━━━ TEXT TO READ ━━━

MultiMedia eXtensions

MMX — An Overview

MMX was the first set of SIMD extensions applied to Intel's 80x86 instruction set. It was introduced in 1997. MMX introduces a number of new instructions that operate on single 64-bit quantities, 2 32-bit quantities, 4 16-bit quantities, or 8 8-bit quantities all at once. It uses the same register space as the FPU, so one cannot use MMX and floating point operations at the same time. It provides the programmer with 8 general-purpose registers, all 64 bits wide (MM0 - MM7). With the exception of emms, movd, and movq, all MMX instructions start with the letter 'p'.

Sometimes, MMX is referred to as Matrix Math eXtensions.

━━━

_PROMPT A_: Transcribe the part of the MMX overview that begins at the words "MMX was the" and stops after "the letter 'p'.".
_PROMPT B_: Does each statement agree with the MMX overview? Answer yes or no for each, and quote the words from the overview that settle it. (i) MMX was introduced in 1997. (ii) MMX and floating point operations can be used at the same time. (iii) MMX gives the programmer 16 general-purpose registers.

━━━ DATASET RECORDS ━━━

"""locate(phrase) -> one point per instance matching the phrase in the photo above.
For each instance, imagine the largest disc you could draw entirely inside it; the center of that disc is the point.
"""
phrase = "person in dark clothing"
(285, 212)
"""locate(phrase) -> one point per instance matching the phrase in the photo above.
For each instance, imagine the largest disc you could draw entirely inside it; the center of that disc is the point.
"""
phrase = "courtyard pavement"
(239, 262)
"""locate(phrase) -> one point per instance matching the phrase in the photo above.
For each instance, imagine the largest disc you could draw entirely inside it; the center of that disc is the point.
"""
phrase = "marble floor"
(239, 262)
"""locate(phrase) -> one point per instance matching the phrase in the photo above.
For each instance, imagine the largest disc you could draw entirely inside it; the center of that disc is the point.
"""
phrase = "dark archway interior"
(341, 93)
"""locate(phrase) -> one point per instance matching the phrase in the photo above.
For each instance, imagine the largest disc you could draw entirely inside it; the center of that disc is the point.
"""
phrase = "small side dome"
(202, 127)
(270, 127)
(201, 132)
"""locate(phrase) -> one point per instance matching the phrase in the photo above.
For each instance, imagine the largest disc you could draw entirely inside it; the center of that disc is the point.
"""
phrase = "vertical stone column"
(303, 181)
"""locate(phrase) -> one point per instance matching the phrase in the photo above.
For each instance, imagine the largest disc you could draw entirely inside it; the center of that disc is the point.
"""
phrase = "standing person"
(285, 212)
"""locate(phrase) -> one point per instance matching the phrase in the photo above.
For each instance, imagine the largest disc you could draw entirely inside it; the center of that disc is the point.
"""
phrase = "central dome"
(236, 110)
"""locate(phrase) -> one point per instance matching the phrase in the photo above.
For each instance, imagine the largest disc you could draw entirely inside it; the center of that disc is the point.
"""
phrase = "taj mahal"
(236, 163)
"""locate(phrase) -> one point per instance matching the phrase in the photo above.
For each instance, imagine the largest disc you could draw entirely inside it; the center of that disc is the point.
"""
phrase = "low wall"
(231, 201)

━━━

_TASK ANSWER A_:
MMX was the first set of SIMD extensions applied to Intel's 80x86 instruction set. It was introduced in 1997. MMX introduces a number of new instructions that operate on single 64-bit quantities, 2 32-bit quantities, 4 16-bit quantities, or 8 8-bit quantities all at once. It uses the same register space as the FPU, so one cannot use MMX and floating point operations at the same time. It provides the programmer with 8 general-purpose registers, all 64 bits wide (MM0 - MM7). With the exception of emms, movd, and movq, all MMX instructions start with the letter 'p'.

_TASK ANSWER B_:
(i) Yes: "It was introduced in 1997."
(ii) No: "one cannot use MMX and floating point operations at the same time"
(iii) No: "It provides the programmer with 8 general-purpose registers, all 64 bits wide (MM0 - MM7)."